Aufstieg in die erste Liga SV Darmstadt: Die "Lilien" sind aufgeblüht
Der SV Darmstadt 98 ist nach 33 Jahren wieder erstklassig und setzt einen Kontrapunkt im Kommerzbetrieb Bundesliga.
Darmstadt. Das musste bei dem Gedränge und Geschubse ja passieren. Irgendjemand hat Rüdiger Fritsch bei den Feierlichkeiten im baufälligen Böllenfalltor den Bügel der Brille abgerissen. „Ist aber nicht schlimm“, entfuhr des dem reichlich derangiert aussehenden Präsidenten des SV Darmstadt 98, „ich werde einen Optiker finden, der mir das wieder richtet.“ Kaum hatte der 53-Jährige den Satz ausgesprochen, erreichte ihn die nächste Bierdusche der unter der Tribüne tanzenden Helden. „Für diese famose Leistung gibt es nicht die richtigen Worte“, sagte Fritsch noch. Der erst vor sechs Jahren vor der Insolvenz gerettete Verein hat etwas Einzigartiges im deutschen Fußball hinbekommen: Durchmarsch von der dritten in die erste Liga.
Bereits seit Tagen war die südhessische Stadt mit ihren knapp 150.000 Einwohnern ob des möglichen Bundesligaaufstiegs außer Rand und Band, doch nach dem 1:0 gegen den FC St. Pauli brachen alle Dämme. Zeitzeugen beteuern glaubhaft, dass die Feierlichkeiten zu Pfingsten 2015 die Freudenfeste nach den Aufstiegen 1978 und 1981 weit übertrafen. Auf der Bühne am Residenzschloss präsentierte sich am Montag die Mannschaft, nachdem sie einen Autokorso durch die verstopften Straßen zurückgelegt hatte.

[Extrahierte Datensätze]
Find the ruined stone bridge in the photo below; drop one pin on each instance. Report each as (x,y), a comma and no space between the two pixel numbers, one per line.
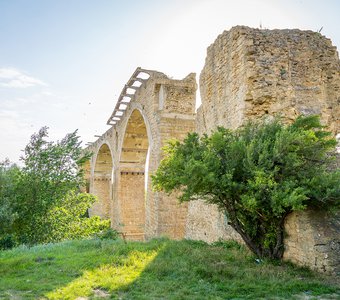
(248,73)
(150,110)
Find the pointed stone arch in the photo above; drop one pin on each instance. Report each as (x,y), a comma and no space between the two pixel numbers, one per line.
(133,162)
(102,182)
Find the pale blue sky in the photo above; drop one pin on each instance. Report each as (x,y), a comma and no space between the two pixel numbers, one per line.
(64,62)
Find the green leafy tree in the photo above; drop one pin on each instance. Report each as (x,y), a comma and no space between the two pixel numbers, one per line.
(256,175)
(8,176)
(46,200)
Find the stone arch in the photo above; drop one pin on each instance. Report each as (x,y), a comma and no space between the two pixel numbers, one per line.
(87,176)
(132,174)
(102,181)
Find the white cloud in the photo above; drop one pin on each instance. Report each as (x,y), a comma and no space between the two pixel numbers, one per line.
(13,78)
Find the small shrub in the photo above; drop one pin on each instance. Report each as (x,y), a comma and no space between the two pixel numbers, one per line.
(108,234)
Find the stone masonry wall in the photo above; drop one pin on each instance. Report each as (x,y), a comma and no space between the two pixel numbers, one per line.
(251,74)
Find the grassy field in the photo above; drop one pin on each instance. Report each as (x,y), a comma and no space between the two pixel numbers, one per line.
(159,269)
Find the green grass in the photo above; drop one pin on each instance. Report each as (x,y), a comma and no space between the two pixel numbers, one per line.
(159,269)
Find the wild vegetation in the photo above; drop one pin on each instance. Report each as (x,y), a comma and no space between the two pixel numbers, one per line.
(159,269)
(257,175)
(41,202)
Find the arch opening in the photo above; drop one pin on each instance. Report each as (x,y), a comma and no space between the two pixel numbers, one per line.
(102,181)
(132,173)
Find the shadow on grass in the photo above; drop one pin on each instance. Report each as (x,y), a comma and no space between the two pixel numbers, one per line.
(160,269)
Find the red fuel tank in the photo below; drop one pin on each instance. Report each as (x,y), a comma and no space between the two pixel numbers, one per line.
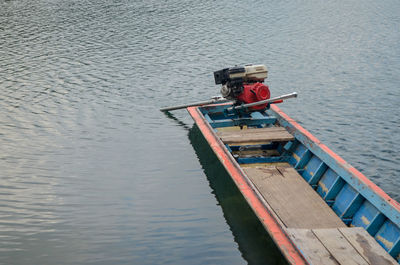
(253,93)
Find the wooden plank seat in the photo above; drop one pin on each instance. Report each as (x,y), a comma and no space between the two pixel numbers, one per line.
(255,136)
(339,246)
(291,198)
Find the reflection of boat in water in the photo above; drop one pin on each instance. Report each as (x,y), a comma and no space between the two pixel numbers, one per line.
(316,207)
(253,241)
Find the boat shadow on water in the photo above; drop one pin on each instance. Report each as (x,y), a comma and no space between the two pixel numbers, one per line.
(253,241)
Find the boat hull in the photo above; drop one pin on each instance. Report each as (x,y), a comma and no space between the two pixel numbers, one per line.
(305,153)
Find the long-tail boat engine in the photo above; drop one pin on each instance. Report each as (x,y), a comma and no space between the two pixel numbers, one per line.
(244,84)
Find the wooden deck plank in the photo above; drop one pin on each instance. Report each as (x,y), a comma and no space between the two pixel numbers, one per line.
(339,247)
(311,248)
(367,246)
(259,135)
(292,199)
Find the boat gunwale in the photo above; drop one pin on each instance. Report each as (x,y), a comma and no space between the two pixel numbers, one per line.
(337,163)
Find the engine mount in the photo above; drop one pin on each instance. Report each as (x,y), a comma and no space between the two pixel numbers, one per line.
(244,84)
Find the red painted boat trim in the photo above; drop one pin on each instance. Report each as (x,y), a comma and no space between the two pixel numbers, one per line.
(357,174)
(267,219)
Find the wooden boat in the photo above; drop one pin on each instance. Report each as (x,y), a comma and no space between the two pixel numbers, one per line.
(317,208)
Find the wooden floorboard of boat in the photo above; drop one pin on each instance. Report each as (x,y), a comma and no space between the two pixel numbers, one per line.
(291,198)
(255,136)
(345,246)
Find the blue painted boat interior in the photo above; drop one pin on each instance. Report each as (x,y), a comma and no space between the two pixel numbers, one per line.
(354,202)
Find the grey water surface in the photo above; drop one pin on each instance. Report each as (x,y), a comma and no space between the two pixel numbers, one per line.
(92,173)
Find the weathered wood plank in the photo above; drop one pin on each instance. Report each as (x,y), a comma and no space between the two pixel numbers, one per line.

[Deine Anweisungen] Greif den Bericht über den Bundesligaaufstieg des SV Darmstadt 98 nach seinem letzten Satz wieder auf und schreib ihn weiter.

[Antwort zur Aufgabe]
Auf den blauen T-Shirts mit der hessischen Aufschrift „Uffsteigbar“ stand in Kleingedrucktem: „Die Wahnsinnigen!“ Eine Anspielung darauf, dass Akteure wie Aytuc Sulu, Romain Bregerie und Benjamin Gorka, Leon Balogun, Marcel Heller oder Dominik Stroh-Engel anderswo schon ausgemustert oder teilweise arbeitslos waren, ehe der im Winter 2012 verpflichtete Dirk Schuster sie nach und nach um sich scharte. „Jetzt in der Bundesliga zu stehen, erfüllt uns mit großem Stolz“, konstatierte der Trainer ergriffen, der aus einer Ansammlung von Verlierern ein Ensemble von Gewinnern gemacht hat.
Niemand darf von dieser spielerisch limitierten Elf fußballerische Wunderdinge erwarten, denn der 47 Jahre alte Schuster predigt einen schnörkellosen Spaßverderber-Stil, bei dem Körperlichkeit und Ordnung die obersten Gebote sind. Hinten wurden die wenigsten Gegentore der Liga (26) zugelassen, vorne half mehr als ein Dutzendmal ein Standard. So auch am letzten Zweitliga-Spieltag: Tobias Kempe, Sohn des ehemaligen Bundesligaspielers Thomas Kempe, traf mit einem raffinierten 28-Meter-Freistoß (71.).
Es ist ein fast anarchischer Ansatz, der den 2012 vom Absturz in die Regionalliga bedrohten Klub in die Beletage bringt: mit einem der kleinsten Etats aller Zweitligisten, mit zehnmal so vielen Ehren- wie Hauptamtlichen, mit leidensfähigen wie treuen Fans, mit aufeinander gestapelten Containern als VIP-Areal, mit einem einzigen Trainingsplatz im Wald, dem Fußballer und Maulwürfe so zugesetzt haben, dass er seit Wochen nicht mehr benutzt werden konnte.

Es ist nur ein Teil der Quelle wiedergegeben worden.